Lives and works in London
B. 1950

Antony Gormley is widely acclaimed for his sculptures, installations and public artworks that investigate the relationship of the human body to space. Gormley’s work is concerned with the experience of being in the world and an expression of how it feels to be alive. Through a critical engagement with his own physical existence, Gormley identifies art as a place where new behaviours, thoughts and feelings can arise. For him, art can be a place of becoming where, collectively, we can think about our role as creators of the future: ‘I want it to be about life. I want it to be about potential.’

Following a degree in archaeology, anthropology and art history, Gormley travelled east and spent a year getting to and then two years in India before returning to London to study art, graduating first from Goldsmiths and then from the Slade School of Fine Art in 1979. In India, he discovered Vipassana meditation, an experience which he later credited as the singular most important of his life. Interior reflection and the creative potential associated with a meditative state of mental and physical stillness continue to deeply inform his work.

_ _ _

◆ Complete the following:
(1) According to the artist profile, what practice did Gormley discover in India?
(2) Repeat the artist profile from "Following a degree" up to and including "inform his work.".
The listing after this point is separate material and has no connection to the artist profile.

◆ Given information:
_ _ _

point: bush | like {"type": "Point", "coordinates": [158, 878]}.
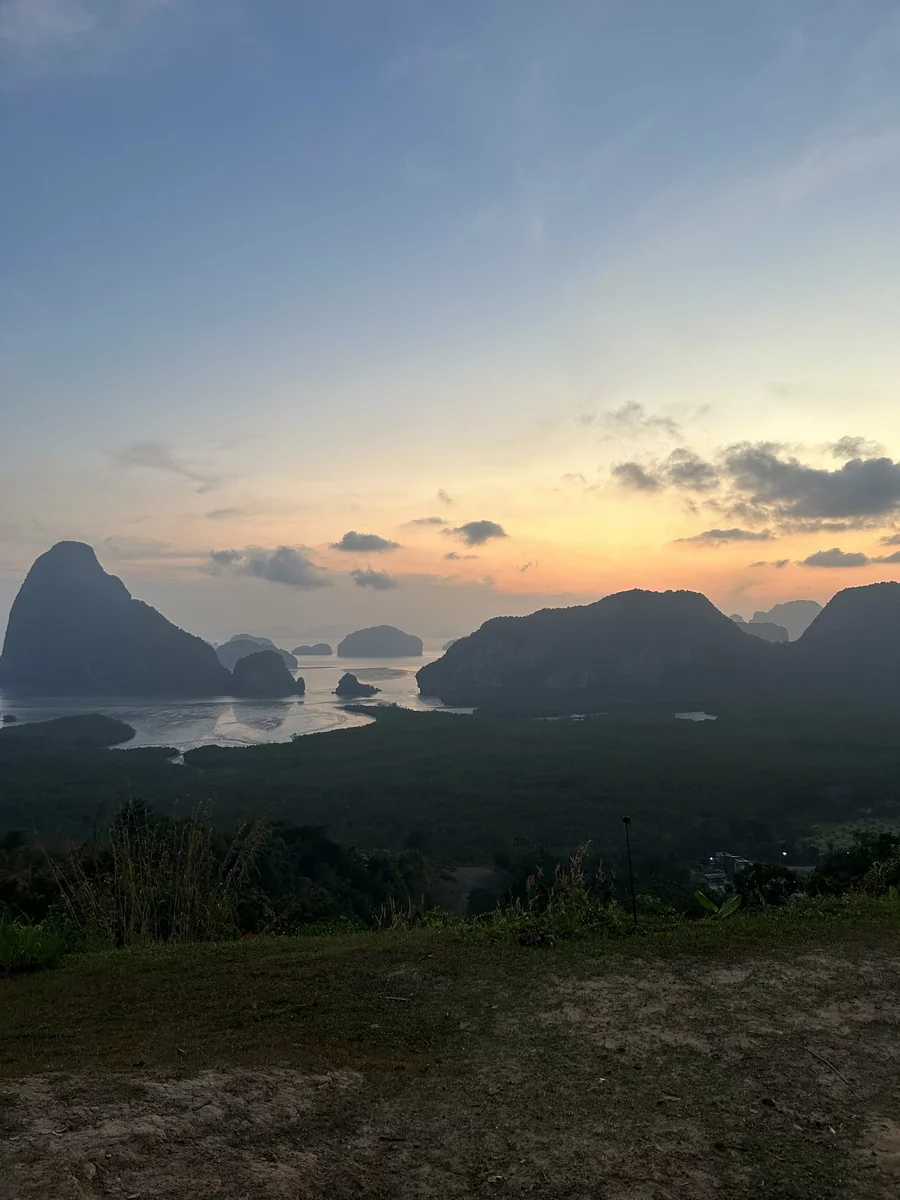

_ _ _

◆ Exercise results:
(1) Vipassana meditation

(2)
Following a degree in archaeology, anthropology and art history, Gormley travelled east and spent a year getting to and then two years in India before returning to London to study art, graduating first from Goldsmiths and then from the Slade School of Fine Art in 1979. In India, he discovered Vipassana meditation, an experience which he later credited as the singular most important of his life. Interior reflection and the creative potential associated with a meditative state of mental and physical stillness continue to deeply inform his work.